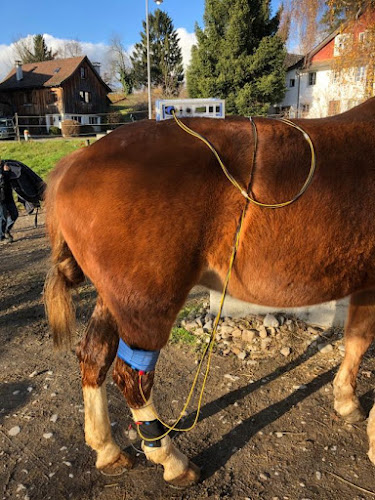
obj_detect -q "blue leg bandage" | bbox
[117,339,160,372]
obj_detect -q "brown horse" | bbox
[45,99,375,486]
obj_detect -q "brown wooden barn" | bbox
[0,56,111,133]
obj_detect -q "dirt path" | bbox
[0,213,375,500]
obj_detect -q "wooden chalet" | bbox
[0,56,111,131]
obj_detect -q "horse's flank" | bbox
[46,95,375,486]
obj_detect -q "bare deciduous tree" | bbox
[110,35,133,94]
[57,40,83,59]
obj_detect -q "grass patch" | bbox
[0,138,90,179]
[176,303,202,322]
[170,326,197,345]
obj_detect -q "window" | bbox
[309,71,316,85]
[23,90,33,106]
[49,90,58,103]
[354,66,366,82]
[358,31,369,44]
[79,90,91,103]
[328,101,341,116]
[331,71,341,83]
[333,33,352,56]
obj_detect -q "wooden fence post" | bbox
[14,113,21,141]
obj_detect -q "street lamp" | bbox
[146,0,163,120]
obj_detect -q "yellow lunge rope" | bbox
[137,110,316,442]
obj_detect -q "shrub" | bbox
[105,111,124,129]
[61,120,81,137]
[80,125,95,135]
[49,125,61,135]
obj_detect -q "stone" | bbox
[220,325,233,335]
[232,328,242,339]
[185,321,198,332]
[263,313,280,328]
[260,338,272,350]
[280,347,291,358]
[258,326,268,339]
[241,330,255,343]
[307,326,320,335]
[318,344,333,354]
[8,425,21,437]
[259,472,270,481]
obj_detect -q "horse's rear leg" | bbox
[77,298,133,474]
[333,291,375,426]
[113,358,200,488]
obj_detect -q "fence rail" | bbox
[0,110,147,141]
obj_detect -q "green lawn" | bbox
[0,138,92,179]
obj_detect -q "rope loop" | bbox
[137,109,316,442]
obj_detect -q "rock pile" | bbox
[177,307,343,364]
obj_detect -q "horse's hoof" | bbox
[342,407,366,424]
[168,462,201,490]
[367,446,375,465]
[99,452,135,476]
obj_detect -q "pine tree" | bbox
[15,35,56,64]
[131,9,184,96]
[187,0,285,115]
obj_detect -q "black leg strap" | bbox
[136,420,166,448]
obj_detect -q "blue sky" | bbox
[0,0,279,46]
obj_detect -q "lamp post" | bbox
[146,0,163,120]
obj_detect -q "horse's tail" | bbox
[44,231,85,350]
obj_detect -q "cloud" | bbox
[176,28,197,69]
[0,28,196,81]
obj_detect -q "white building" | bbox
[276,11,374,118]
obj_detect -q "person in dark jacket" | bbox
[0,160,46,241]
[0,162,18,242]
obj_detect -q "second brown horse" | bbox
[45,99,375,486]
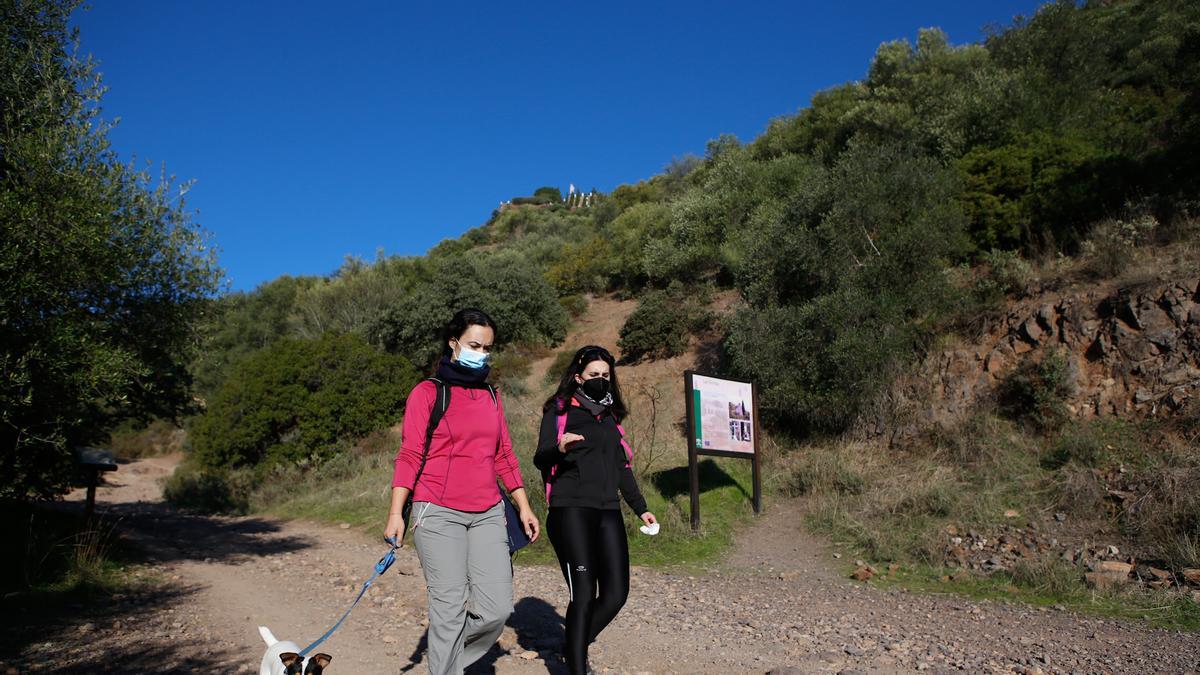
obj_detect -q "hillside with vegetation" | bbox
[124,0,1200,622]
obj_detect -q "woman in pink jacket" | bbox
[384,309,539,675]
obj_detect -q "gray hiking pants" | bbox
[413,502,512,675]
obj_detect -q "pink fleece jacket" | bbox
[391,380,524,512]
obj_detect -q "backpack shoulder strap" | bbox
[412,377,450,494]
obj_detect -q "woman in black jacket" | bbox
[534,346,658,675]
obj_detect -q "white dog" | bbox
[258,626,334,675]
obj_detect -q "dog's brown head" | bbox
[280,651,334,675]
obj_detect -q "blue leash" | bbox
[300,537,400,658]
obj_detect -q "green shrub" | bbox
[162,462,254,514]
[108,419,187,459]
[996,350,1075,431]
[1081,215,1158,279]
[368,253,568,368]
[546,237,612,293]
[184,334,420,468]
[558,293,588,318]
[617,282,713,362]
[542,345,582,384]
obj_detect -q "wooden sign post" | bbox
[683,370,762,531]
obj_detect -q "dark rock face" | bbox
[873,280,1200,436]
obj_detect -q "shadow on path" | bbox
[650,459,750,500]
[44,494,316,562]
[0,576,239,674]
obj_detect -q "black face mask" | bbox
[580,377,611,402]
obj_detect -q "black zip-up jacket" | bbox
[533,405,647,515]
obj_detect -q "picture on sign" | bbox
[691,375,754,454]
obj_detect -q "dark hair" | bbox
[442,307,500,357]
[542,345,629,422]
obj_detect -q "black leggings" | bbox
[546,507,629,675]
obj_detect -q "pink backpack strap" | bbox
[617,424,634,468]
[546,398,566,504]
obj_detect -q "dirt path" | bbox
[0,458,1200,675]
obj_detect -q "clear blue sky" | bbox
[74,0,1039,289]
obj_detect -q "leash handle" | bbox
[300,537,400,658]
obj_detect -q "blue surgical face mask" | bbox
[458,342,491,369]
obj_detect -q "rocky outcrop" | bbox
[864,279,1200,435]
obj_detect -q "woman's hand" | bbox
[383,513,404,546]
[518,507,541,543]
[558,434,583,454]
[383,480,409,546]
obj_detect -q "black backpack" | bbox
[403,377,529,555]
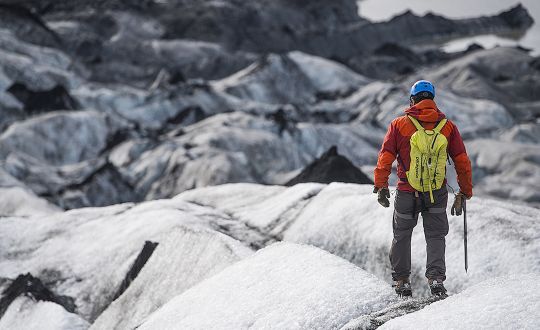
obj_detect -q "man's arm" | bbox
■ ■ ■ ■ ■ ■ ■
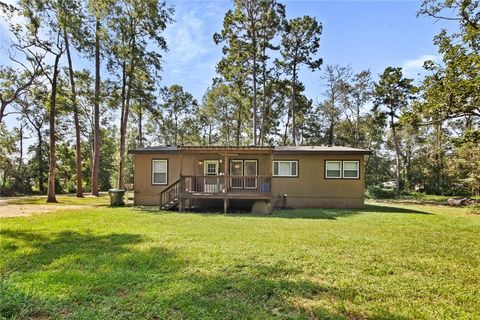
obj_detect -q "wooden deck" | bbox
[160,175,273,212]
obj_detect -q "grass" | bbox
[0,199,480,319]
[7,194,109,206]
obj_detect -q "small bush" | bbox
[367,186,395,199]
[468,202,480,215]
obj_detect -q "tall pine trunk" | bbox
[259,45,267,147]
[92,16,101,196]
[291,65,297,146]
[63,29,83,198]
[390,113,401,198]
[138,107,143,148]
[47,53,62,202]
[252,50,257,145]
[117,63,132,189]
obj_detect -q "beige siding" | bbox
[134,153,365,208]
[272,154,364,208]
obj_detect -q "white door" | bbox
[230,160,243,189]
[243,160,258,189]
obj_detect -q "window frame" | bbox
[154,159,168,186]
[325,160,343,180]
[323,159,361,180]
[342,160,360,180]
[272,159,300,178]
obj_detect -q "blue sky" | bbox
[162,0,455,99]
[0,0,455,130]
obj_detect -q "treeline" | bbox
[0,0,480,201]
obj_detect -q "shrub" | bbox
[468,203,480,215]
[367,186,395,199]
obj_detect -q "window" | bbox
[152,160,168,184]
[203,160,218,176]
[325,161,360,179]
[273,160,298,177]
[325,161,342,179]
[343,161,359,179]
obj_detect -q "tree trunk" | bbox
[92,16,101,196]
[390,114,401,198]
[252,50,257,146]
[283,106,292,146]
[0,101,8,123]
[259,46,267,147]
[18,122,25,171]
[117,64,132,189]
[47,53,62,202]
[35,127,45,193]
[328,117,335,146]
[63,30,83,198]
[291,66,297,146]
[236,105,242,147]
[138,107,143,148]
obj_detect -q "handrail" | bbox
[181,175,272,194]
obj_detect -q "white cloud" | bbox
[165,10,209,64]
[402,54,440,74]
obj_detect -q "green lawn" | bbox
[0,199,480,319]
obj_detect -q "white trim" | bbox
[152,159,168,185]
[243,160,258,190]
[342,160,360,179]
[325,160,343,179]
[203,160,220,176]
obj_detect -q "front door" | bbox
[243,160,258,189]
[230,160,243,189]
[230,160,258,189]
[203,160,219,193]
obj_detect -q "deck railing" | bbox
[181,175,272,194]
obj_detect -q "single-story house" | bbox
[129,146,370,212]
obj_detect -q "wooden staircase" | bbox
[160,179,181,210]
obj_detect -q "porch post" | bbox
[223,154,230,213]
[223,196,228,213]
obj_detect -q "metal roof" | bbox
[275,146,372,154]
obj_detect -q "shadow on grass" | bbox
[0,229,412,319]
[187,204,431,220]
■ ■ ■ ■ ■ ■ ■
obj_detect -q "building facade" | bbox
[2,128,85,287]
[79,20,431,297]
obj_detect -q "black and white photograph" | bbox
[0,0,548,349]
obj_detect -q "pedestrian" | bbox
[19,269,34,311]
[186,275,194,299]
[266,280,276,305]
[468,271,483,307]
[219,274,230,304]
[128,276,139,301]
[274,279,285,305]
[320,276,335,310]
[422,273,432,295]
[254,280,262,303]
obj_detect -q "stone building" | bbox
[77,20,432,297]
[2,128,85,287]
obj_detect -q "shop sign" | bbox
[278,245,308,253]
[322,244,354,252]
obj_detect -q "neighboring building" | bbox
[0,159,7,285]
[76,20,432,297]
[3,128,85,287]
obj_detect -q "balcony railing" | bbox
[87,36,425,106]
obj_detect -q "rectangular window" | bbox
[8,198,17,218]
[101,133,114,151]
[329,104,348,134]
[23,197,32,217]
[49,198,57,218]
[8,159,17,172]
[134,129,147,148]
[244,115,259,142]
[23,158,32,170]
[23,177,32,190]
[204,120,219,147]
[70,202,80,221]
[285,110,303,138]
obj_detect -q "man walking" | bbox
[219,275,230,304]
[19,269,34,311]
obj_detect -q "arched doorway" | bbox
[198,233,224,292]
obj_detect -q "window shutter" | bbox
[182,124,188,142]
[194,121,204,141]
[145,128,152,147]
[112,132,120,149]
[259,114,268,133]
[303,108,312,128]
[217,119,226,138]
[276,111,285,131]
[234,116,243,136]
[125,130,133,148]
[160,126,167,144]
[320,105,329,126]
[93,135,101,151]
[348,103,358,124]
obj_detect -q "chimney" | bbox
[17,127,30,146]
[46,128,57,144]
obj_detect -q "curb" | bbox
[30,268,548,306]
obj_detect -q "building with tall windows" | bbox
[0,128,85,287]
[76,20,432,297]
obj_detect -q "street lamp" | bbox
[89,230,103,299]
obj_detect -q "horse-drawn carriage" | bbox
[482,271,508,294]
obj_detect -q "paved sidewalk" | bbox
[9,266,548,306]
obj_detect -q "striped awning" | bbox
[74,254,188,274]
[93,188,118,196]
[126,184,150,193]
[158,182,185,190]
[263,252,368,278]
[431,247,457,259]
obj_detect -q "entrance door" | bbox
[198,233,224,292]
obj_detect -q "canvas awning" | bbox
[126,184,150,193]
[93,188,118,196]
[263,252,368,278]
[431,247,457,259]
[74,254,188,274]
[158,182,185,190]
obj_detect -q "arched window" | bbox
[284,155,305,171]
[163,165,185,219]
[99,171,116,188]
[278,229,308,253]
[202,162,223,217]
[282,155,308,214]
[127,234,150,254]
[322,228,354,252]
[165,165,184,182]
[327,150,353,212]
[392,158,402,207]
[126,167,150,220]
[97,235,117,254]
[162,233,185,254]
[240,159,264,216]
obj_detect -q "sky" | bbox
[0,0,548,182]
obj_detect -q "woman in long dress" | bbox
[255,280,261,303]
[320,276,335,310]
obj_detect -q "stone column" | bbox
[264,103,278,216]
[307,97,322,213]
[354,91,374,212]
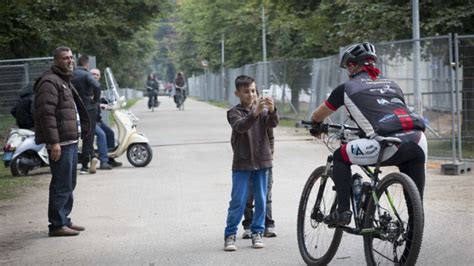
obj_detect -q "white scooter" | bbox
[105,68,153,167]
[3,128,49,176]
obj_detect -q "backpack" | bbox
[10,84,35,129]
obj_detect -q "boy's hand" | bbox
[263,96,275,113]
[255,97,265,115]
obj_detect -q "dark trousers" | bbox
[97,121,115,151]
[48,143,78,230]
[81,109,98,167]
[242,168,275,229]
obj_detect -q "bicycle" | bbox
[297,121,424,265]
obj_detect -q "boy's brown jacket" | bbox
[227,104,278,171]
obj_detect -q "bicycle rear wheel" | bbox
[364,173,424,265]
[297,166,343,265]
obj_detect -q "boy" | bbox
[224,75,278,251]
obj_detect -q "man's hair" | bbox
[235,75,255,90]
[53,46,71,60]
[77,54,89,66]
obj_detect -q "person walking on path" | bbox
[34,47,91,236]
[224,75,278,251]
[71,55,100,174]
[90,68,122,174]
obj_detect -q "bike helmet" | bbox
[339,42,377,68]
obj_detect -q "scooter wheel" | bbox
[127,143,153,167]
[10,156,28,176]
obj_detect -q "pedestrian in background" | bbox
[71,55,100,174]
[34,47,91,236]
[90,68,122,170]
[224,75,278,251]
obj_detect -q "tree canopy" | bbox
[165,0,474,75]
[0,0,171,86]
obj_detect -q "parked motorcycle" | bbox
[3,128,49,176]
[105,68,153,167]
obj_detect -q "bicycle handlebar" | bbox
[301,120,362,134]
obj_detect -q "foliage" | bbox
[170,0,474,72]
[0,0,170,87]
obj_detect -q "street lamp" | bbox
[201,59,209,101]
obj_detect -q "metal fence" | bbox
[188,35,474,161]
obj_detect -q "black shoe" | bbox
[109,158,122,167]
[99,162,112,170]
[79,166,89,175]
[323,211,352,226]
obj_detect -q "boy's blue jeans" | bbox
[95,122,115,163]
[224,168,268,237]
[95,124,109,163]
■ ■ ■ ■ ■ ■ ■
The exercise
From the items above, copy out every line that contains the string "post".

Result below
obj_detect -q "wooden fence post" | bbox
obj_detect -q "lamp post" | bbox
obj_detect -q "wooden sign post" | bbox
obj_detect -q "porch post" | bbox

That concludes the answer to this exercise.